THE EXERCISE:
Update the records below by changing every "indicate" to "point out" and leaving everything else as it is.

****************

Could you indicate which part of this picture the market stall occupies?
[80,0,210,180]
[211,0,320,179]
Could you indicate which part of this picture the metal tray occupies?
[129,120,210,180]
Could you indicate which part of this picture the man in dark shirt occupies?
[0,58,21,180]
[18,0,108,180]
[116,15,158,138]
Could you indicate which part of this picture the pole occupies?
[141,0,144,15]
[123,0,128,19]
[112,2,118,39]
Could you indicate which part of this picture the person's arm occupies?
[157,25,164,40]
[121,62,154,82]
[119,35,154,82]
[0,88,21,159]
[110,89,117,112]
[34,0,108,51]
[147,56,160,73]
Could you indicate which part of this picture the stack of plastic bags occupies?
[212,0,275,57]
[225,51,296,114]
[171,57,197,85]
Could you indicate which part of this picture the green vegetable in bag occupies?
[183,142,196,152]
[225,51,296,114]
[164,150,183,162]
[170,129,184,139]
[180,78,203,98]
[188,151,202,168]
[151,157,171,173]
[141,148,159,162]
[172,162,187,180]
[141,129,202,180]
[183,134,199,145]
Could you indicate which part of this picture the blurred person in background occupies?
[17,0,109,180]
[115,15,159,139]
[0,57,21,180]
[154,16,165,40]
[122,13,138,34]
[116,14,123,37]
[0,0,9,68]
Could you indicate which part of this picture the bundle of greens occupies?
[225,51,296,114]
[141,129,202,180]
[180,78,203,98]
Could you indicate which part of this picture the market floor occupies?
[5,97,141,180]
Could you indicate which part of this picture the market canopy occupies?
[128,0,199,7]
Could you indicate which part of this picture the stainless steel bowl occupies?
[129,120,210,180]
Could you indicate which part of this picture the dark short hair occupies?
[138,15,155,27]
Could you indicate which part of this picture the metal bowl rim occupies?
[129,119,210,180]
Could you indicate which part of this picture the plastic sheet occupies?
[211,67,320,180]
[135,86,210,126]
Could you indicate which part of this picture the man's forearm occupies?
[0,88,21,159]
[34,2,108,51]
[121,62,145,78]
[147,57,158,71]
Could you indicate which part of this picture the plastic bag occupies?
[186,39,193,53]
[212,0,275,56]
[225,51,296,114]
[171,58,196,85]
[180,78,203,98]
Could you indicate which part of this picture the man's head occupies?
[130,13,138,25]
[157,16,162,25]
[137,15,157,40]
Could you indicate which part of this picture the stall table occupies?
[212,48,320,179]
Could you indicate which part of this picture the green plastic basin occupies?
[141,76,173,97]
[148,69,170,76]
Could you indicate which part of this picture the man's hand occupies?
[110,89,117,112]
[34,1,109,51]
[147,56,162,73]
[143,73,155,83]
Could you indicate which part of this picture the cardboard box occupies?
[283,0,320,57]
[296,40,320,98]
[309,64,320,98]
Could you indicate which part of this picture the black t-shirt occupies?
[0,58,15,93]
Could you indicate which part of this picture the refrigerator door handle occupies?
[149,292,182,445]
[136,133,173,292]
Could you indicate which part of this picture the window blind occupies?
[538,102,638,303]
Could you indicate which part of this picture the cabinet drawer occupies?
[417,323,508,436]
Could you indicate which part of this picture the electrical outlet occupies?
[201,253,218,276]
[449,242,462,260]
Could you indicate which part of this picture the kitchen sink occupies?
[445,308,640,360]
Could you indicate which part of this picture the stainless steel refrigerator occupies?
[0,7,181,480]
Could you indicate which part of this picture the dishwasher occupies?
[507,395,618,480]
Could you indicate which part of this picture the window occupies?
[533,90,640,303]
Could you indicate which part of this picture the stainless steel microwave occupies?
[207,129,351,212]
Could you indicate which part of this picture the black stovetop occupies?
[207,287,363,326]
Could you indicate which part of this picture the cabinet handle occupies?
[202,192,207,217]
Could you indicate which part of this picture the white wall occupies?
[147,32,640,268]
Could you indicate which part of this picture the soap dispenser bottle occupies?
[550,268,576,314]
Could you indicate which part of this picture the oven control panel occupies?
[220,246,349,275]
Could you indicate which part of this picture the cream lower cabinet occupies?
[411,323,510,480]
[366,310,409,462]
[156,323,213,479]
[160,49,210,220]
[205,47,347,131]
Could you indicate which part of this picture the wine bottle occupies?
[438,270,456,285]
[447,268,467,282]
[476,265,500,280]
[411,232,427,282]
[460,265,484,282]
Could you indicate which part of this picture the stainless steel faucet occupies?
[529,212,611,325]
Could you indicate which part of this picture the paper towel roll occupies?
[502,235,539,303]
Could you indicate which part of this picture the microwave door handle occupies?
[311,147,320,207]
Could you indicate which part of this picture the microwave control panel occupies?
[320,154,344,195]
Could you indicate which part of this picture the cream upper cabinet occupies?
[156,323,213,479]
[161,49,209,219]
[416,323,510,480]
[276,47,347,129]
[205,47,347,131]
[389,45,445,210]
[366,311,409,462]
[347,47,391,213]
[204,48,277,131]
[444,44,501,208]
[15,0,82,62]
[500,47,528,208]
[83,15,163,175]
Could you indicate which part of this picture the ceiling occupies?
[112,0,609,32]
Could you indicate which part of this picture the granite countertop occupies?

****************

TASK RESULT:
Could you point out which part of this picture the market stall occupies?
[80,0,210,180]
[211,0,320,179]
Could you point out which part of this picture the metal tray occupies?
[129,120,210,180]
Could you point out which part of this picture the man in dark shirt occupies?
[0,58,21,180]
[18,0,108,180]
[116,15,158,138]
Could you point out which part of this picture the pole occupies?
[141,0,144,15]
[123,0,128,19]
[112,2,118,39]
Could you point out which part of this picture the person's arm occupies?
[157,25,164,40]
[121,62,154,82]
[119,35,154,82]
[0,88,21,159]
[110,89,117,112]
[34,0,108,51]
[147,56,160,73]
Could you point out which part of this picture the stack of plastic bags occupies?
[212,0,275,57]
[225,51,296,114]
[171,57,197,85]
Could you point out which part of this picture the green vegetable in bag occupies?
[183,142,196,152]
[225,51,296,114]
[164,150,183,162]
[170,129,184,139]
[180,78,203,98]
[188,151,202,168]
[151,157,171,173]
[141,148,159,162]
[172,162,187,180]
[141,129,202,180]
[183,134,199,145]
Could you point out which part of this picture the blurred person in background occupies?
[17,0,109,180]
[115,15,159,139]
[0,57,21,180]
[154,16,165,40]
[122,13,138,34]
[116,14,123,37]
[0,0,9,68]
Could you point out which part of this picture the bundle of greens occupies?
[225,51,296,114]
[141,129,202,180]
[180,78,203,98]
Could you point out which part of this picture the market floor occupies?
[5,97,141,180]
Could you point out which part of this picture the market canopy occupies?
[128,0,199,7]
Could you point out which part of this picture the stainless steel bowl occupies?
[129,120,210,180]
Could you point out which part of this picture the dark short hair occupies?
[138,15,155,27]
Could you point out which part of this picture the metal bowl rim occupies?
[129,119,210,180]
Could you point out which part of this picture the plastic sheet occupies?
[211,67,320,180]
[135,86,210,126]
Could you point out which part of this picture the man's forearm occupies?
[0,88,21,159]
[34,2,108,51]
[121,62,145,78]
[147,57,158,71]
Could you point out which part of this picture the plastic bag occupies?
[186,39,193,53]
[212,0,275,56]
[225,51,296,114]
[171,58,196,85]
[180,78,203,98]
Could you point out which part of this picture the man's head occupies?
[130,13,138,25]
[157,16,162,25]
[137,15,157,40]
Could you point out which part of this picture the stall table occupies?
[212,48,320,179]
Could you point out which part of this picture the green plastic basin occupies?
[141,76,173,97]
[148,69,170,76]
Could you point out which part of this picture the man's hand occupies?
[110,89,117,112]
[34,1,109,51]
[147,56,162,73]
[143,73,155,83]
Could you point out which part of this picture the cardboard box occupies?
[283,0,320,57]
[296,40,320,98]
[309,64,320,98]
Could you point out which part of this picture the black t-shirt occupies?
[0,58,15,93]
Could you point out which part of this picture the refrigerator door handle occupies?
[149,292,182,445]
[136,133,173,292]
Could you point out which part of this picture the window blind occupies?
[538,102,638,303]
Could you point out which part of this picture the cabinet drawer occupies?
[417,323,508,436]
Could you point out which part of this picture the electrical outlet occupies?
[201,253,218,276]
[449,242,462,260]
Could you point out which part of this picture the kitchen sink occupies?
[445,308,640,360]
Could you point out which part of this picture the stainless steel refrigerator occupies?
[0,7,181,480]
Could you point out which part of this picture the dishwasher occupies?
[507,395,618,480]
Could you point out which part of this picture the window occupies?
[533,90,640,303]
Could you point out which part of this picture the stainless steel microwave occupies?
[207,129,351,212]
Could you point out which part of this picture the black stovetop occupies?
[207,287,363,326]
Could you point out which part of this picture the cabinet handle occupies?
[202,192,207,217]
Could you point out which part of this picture the white wall occupies?
[147,32,640,268]
Could you point out which part of this picture the soap dispenser bottle occupies?
[550,268,576,314]
Could you point out which part of this picture the oven control panel occupies?
[220,246,349,275]
Could you point out which part of this picture the cream lower cabinet occupies?
[411,323,510,480]
[366,310,409,462]
[156,323,213,479]
[160,49,210,220]
[205,47,347,131]
Could you point out which part of this picture the wine bottle occupies?
[438,270,456,285]
[447,268,467,282]
[476,265,500,280]
[411,232,427,282]
[460,265,484,282]
Could you point out which part of this picture the stainless steel faucet occupies?
[529,212,611,325]
Could you point out which part of this picture the paper towel roll occupies?
[502,235,539,303]
Could you point out which part of this picture the microwave door handle occupies?
[311,147,320,207]
Could you point out which part of this picture the microwave control panel occupies?
[320,154,344,195]
Could you point out which part of this picture the cream upper cabinet occupies?
[156,323,213,479]
[161,49,209,219]
[416,323,510,480]
[276,47,347,129]
[205,47,347,131]
[389,45,445,210]
[366,311,409,462]
[347,47,391,213]
[204,48,277,131]
[444,44,501,208]
[15,0,82,62]
[500,47,528,208]
[83,15,163,175]
Could you point out which part of this picture the ceiling occupies?
[112,0,609,32]
Could you point out which part of this picture the granite countertop occupies?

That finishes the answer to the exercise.